▸ **Directions**
1. In the APSE memorandum, condense the paragraph beginning "In order to respond to your request" into a short bulleted list that keeps its main facts.
2. According to the APSE memorandum, why does the Association welcome the inquiry? Answer in one to three sentences.

▸ **Text block**

** start **

Memorandum by the Association for Public
Service Excellence (PSR 26)
The Association for Public Service Excellence
(APSE) represents officers and elected members involved in the
management and provision of quality public services. APSE's mission
statement positions the organisation as "the agency, that
consults, develops, promotes and advises on best practice in the
delivery of local authority services". APSE is currently
working with almost 300 authorities within the United Kingdom.
In order to respond to your request the Association
consulted with its members in the form of a survey based upon
the issues raised in your consultation paper. This response is
based on the comments they supplied and is set out listing each
of the issues to be addressed. The intention behind the survey
was to obtain both quantitative and qualitative evidence.
The Association in preparing its response concentrated
specifically on questions 6 to 18 which relate to the concept
of a Public Service Ethos and the involvement of the Private Sector
as this issue is to be examined in the first part of the inquiry.
The questions are set out over the following pages. Question numbers
refer to those set out in the original issues and questions paper.
The Association welcomes the inquiry, as it
appears that the main intention is to go back to "first principles"
where the main issue is the modernisation and improvement of service
rather than an argument on the merits of public or private service
provision. APSE over the last two years has sought to highlight
the successes that can be achieved in local government when "Best
Value" is applied in its truest sense and improvements are
driven from within. We feel that while the public service ethos
remains strong it is very much the culture that has changed and
that it is now accompanied by a desire to improve service provision.
In its 2001 Best Value annual statement, Changing
Gear, the Audit Commission stated that there is "much
that we should celebrate in council performance with performance
improving across local government for most of the performance
indicators. There was evidence of good, even excellent, services
and many indications of likely future improvement. Councils are
more open about their performance and are more in touch with the
needs and wishes of service users".
APSE has seen this evidenced best by the establishment
and involvement of 186 authorities (at end November 2001) across
15 distinct service areas in our Performance Networks Benchmarking
service. This model involves authorities sharing comparator information
with each other, exploring best practice and seeking innovation
through process benchmarking. The data collected supports that
of the Audit Commission with trends indicating definite and real
improvement. Take up of the Association's other key activities
such as attendance at our Advisory Networking Groups, take up
of training courses or consultancy services also demonstrate this
The appreciation of the importance of the workforce
are also welcome, as it is essential for excellent service delivery
to have well motivated and committed employees.
It is clear from our survey of our almost 5000
local government professionals covering a wide range of occupations
and services that there remains a belief in the core values of
6. Is the concept of a public service an anachronism?
In our survey just over 81 per cent answered
no to this question and believe the concept is not an anachronism.
It is easy to ridicule the concept of "public service"
as outdated in today's society. However, these views are not only
shared by those in local government but also by the general public,
who in survey after survey support the concept of public services.
(Guardian/ICM March 2001; MORI June 2001)
7. Is there a public service ethos, and how can
it be defined?

** end **

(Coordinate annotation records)
** start **

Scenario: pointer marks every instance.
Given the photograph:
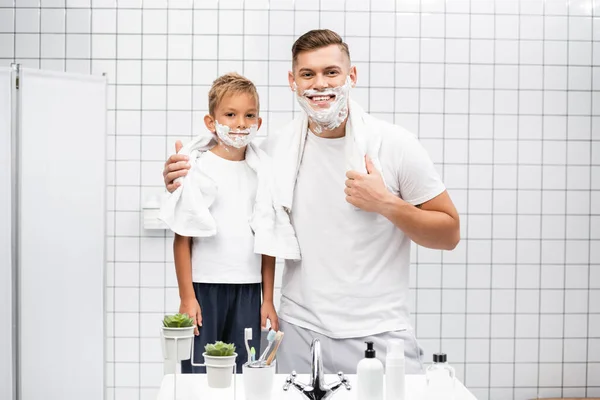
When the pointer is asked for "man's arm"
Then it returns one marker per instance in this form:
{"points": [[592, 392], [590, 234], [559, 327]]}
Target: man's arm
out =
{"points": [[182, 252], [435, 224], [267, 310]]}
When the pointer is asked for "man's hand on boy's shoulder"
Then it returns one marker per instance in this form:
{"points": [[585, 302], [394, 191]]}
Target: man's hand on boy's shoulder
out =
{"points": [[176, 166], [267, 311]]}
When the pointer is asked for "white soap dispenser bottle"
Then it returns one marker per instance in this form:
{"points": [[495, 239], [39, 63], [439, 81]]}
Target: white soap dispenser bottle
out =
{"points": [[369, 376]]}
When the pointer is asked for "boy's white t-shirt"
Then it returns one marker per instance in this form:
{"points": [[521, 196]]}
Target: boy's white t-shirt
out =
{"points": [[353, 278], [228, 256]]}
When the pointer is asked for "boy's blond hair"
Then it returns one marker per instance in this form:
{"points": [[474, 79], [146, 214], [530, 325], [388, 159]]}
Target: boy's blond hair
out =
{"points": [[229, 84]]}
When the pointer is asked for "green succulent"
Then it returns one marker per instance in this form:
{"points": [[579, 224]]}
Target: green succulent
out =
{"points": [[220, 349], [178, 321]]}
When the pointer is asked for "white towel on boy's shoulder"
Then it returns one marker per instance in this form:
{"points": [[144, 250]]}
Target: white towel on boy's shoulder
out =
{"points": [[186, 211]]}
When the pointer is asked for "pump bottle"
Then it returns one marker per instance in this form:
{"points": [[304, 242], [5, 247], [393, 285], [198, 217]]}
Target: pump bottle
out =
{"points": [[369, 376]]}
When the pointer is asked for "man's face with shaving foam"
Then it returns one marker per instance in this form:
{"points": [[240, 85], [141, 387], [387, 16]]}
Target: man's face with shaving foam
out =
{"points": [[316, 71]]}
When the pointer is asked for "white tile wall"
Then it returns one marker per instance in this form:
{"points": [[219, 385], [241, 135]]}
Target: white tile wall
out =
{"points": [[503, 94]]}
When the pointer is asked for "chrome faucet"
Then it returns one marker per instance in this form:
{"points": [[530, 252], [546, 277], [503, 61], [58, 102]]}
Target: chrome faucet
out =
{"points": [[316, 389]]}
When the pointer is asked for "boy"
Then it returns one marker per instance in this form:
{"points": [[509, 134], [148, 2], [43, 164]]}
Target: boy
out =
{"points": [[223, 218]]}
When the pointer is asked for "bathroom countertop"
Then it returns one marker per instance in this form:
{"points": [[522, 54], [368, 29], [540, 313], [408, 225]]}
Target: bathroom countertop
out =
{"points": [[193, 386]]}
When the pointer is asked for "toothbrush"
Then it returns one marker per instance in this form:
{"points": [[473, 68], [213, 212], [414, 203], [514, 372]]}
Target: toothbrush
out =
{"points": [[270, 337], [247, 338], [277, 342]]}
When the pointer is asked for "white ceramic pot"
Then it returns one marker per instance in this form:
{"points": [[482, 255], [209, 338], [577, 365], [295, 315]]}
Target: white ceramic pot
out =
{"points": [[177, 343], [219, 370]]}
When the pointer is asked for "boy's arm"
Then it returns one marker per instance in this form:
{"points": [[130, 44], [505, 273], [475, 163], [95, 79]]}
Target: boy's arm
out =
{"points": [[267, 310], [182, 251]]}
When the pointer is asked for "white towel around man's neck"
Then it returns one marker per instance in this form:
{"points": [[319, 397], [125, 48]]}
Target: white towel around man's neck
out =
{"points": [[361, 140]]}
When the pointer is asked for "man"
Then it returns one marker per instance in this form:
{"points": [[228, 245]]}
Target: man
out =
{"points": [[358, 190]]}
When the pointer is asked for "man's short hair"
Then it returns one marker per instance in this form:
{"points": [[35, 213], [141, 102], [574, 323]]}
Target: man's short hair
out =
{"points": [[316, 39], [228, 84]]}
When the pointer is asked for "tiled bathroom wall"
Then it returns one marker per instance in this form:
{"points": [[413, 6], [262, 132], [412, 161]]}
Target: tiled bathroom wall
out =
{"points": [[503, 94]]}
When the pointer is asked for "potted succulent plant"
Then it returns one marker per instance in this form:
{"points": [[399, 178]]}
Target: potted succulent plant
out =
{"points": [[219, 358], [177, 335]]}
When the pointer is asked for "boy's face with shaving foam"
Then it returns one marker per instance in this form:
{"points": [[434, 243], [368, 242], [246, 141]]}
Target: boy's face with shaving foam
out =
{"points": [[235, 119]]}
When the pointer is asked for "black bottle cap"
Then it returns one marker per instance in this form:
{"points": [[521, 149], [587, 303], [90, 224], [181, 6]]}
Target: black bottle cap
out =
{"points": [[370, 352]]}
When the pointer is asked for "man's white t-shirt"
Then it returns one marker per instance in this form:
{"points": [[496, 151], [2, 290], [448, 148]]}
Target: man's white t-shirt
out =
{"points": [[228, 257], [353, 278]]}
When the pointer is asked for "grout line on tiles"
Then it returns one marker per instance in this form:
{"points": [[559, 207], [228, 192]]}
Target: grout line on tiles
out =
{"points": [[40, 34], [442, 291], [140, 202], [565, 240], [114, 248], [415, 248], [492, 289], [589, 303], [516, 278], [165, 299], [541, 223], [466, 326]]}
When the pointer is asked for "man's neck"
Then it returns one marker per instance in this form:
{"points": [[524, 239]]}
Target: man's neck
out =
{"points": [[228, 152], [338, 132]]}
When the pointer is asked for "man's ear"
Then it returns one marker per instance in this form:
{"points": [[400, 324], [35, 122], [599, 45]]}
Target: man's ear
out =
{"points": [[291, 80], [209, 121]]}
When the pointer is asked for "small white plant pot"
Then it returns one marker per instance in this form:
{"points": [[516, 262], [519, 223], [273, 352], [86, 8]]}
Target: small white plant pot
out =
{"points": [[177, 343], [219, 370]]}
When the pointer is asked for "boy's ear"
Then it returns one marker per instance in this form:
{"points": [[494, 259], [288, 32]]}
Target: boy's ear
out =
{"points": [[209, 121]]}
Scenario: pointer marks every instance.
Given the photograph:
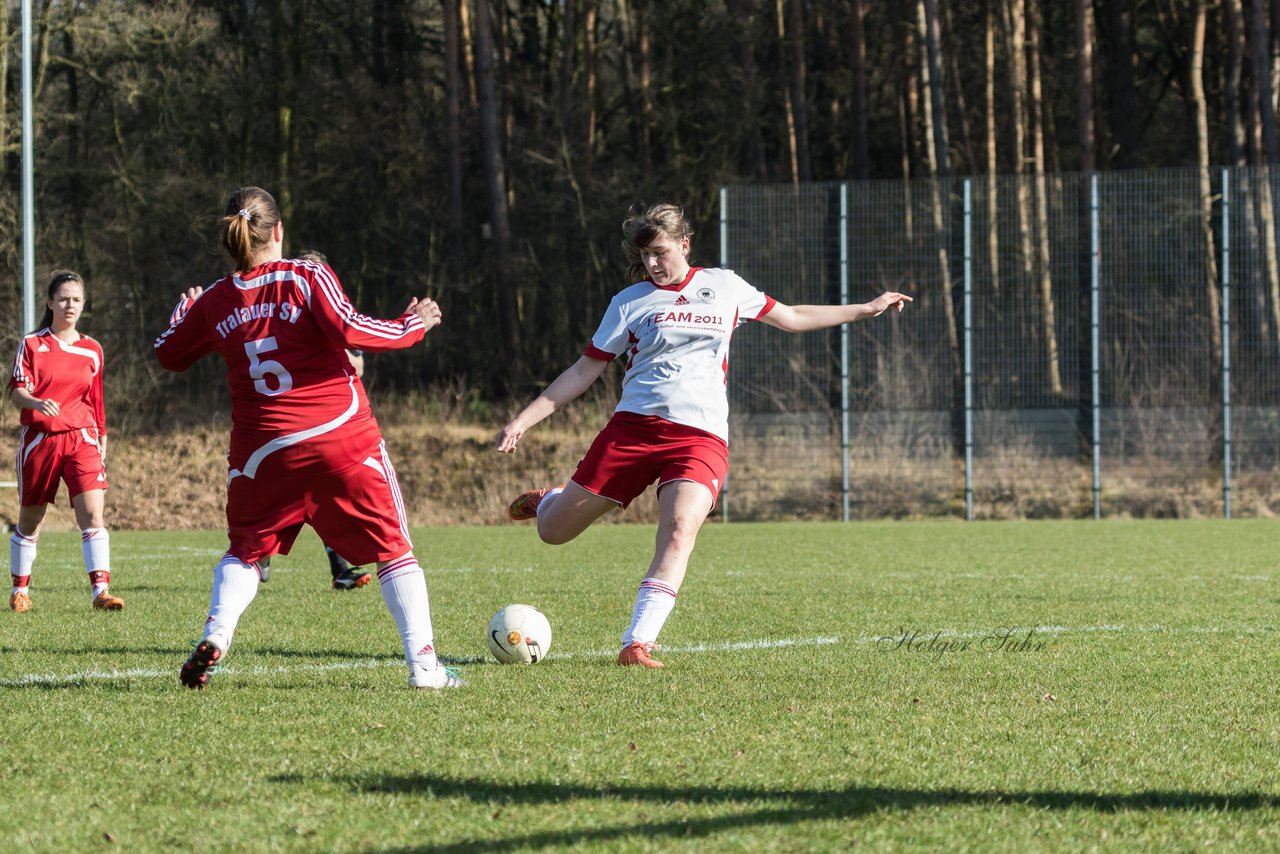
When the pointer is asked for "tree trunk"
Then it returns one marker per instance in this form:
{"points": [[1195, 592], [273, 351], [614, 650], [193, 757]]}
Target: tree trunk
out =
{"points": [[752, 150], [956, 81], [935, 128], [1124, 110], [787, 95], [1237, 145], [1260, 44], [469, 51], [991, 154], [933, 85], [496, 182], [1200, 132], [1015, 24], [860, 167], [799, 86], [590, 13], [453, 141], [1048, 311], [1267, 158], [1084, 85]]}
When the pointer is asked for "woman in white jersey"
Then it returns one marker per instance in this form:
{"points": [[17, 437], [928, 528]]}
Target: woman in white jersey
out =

** end **

▸ **Correct answers**
1.
- The Association consulted its members through a survey built on the issues in the consultation paper.
- The response draws on the members' comments and lists each issue to be addressed.
- The survey aimed to gather both quantitative and qualitative evidence.

2. The Association welcomes the inquiry because its main intention appears to be a return to "first principles." On that view, the central issue is the modernisation and improvement of service, not an argument over the merits of public or private service provision.